■ Estratto della pagina:
__________
La coproduzione internazionale, Dustin Hoffman, uno sforzo economico imponente, la presentazione sfarzosa in Palazzo Vecchio, con tanto di fiorentinissimo presidente del Consiglio. E per un attimo avevamo davvero creduto che I Medici, la cui prima puntata è andata in onda ieri sera su RaiUno, potesse rappresentare l’ingresso della serialità televisiva italiana nel XXI secolo, dopo anni di preti e santi, di storie strappalacrime (e stracciapalle), di fiction costruite per piacere al target “anziano” di RaiUno (tranne rare e meritevoli eccezioni). Ci avevamo creduto, dunque, perché stavolta sembrava che la Rai avesse intenzione di fare sul serio.

Sia chiaro: I Medici è una produzione importante e per alcuni versi apprezzabile, ma gli sforzi pur ciclopici di chi ha messo in piedi l’operazione hanno ottenuto risultati clamorosi all’Auditel (8.037.000 telespettatori e share del 28.88% per il primo episodio; 7.143.000 e 31.08% per il secondo) ma decisamente deludenti in termini di qualità. Dietro l’intenzione di confezionare un prodotto contemporaneo e adatto anche a un pubblico tradizionalmente distante dall’ammiraglia Rai, ben presto nello sviluppo televisivo delle vicende raccontate ha fatto capolino il sempiterno “sceneggiato”. Si dirà: e che male c’è, visto che lo sceneggiato televisivo italiano ha ottenuto nei decenni passati un successo clamoroso? Nei decenni passati, appunto, non certo nei primi sedici anni di questo terzo millennio. La Freccia Nera, La Cittadella, Il Segno del Comando, Le inchieste del commissario Maigret, Belfagor, Il conte di Montecristo, I Promessi Sposi (per ben due volte), Il tenente Sheridan, l’Odissea, I fratelli Karamazov, Padre Brown, A come Andromeda, La Baronessa di Carini, La Piovra: tutti titoli rimasti nella piccola storia del piccolo schermo italico e che meritano il massimo rispetto.
__________
■ Lavoro da fare:
1. Secondo l'articolo sulla serie I Medici, quanti spettatori ha avuto il primo episodio?
2. Riprendi l'articolo sulla serie I Medici e portalo avanti dopo l'ultima frase.

■ Dati raccolti:
__________
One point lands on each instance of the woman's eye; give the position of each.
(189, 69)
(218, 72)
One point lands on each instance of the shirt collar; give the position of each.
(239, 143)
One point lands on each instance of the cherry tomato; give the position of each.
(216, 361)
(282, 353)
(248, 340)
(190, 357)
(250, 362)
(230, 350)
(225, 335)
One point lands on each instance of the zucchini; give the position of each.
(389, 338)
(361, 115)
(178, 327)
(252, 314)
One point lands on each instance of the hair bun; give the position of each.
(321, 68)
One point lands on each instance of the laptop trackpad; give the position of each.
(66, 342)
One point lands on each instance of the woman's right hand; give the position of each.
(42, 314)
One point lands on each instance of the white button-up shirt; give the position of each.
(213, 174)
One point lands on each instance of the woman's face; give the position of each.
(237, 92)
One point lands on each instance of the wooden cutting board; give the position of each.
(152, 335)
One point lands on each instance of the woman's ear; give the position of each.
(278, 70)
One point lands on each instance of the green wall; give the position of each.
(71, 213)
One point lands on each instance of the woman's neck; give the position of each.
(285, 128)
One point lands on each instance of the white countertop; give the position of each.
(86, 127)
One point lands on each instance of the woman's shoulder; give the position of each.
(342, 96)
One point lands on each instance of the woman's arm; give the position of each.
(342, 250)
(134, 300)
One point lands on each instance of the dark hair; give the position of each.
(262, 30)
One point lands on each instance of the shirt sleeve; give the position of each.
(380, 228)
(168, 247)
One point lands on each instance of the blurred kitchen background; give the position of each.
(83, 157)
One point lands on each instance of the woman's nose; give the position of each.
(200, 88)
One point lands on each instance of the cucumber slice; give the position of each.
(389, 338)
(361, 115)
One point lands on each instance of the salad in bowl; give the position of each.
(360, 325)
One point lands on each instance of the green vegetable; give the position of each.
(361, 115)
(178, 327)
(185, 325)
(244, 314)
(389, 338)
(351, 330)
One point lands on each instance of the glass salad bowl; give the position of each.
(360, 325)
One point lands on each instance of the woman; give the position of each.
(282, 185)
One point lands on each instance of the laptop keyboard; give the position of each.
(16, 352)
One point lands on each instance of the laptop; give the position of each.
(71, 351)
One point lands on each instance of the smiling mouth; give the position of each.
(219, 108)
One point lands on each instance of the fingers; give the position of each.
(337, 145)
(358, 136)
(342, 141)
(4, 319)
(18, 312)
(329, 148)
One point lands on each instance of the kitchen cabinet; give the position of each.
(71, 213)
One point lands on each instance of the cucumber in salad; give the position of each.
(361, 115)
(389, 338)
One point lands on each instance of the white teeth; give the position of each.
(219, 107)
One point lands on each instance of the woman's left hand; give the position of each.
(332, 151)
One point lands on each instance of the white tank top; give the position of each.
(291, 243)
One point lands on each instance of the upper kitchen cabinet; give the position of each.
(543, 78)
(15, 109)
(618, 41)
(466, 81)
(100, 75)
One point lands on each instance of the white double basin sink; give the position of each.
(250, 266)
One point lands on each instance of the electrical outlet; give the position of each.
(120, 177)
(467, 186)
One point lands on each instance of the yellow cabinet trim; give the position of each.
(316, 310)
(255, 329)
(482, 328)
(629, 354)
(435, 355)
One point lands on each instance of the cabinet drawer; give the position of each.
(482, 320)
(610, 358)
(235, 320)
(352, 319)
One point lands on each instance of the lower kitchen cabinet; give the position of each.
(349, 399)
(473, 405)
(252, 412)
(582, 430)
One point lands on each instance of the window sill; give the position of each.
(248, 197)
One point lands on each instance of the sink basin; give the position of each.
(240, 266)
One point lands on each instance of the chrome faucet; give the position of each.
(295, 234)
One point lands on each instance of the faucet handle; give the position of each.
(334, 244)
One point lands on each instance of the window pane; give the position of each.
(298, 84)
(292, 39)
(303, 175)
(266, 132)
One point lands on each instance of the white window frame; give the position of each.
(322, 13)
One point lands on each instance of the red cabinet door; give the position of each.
__________
■ Risposte ai compiti:
1. 8.037.000 telespettatori, con uno share del 28.88%.

2.
Ma davvero non si riesce ad archiviare un genere glorioso ma datato, superato, anzi surclassato, da nuovi stili narrativi? Davvero la Rai non è in grado di dimenticare il passato e di prendere esempio da chi, altrove, sta scrivendo le pagine della golden age delle serie tv? Che poi non servirebbe neppure andare troppo lontano, tipo in Inghilterra o negli Stati Uniti, per trarre ispirazione da chi è in grado di interpretare questa era storica, questo momento culturale. Basta citofonare a Sky, che con Romanzo Criminale e soprattutto con Gomorra ha ottenuto un successo incredibile di pubblico e critica in ogni angolo del mondo, e che tra pochissimi giorni sbalordirà ancora grazie a quel capolavoro che è The Young Pope di Paolo Sorrentino. Potremmo anche scomodare Netflix, Amazon, i grandi network statunitensi, la solita Bbc. Ma sarebbe umiliante per Mamma Rai e per i telespettatori italiani.

Cosa non funziona ne “I Medici”? Un occhio superficiale e assuefatto ai polpettoni italici troverebbe ben pochi difetti. Tutto sembra funzionare come deve funzionare, a regola d’arte, secondo i dettami dello sceneggiato tricolore. Eppure basta frequentare anche sporadicamente altri lidi televisivi per capire che la scrittura dei dialoghi è vecchia e polverosa, nonostante qualche spunto che per la prima serata di RaiUno può sembrare persino coraggioso. E poi la fotografia, santo cielo, è la solita fotografia da prodotto televisivo all’italiana: “tutto aperto”, direbbe il leggendario Duccio Patanè di “borisiana” memoria. Perché si è sempre fatto così, perché va bene cercare di rinnovarsi, ma non esageriamo.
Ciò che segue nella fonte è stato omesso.